Start of DATA SECTION

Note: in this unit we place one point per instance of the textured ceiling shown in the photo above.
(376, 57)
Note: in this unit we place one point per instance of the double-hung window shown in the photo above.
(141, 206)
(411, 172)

End of DATA SECTION

- PROBLEM TO WORK ON
Repeat the data above exactly.

- TASK OUTPUT
Note: in this unit we place one point per instance of the textured ceiling shown in the photo above.
(376, 57)
Note: in this unit we place one point per instance of the double-hung window shown in the photo above.
(141, 206)
(411, 172)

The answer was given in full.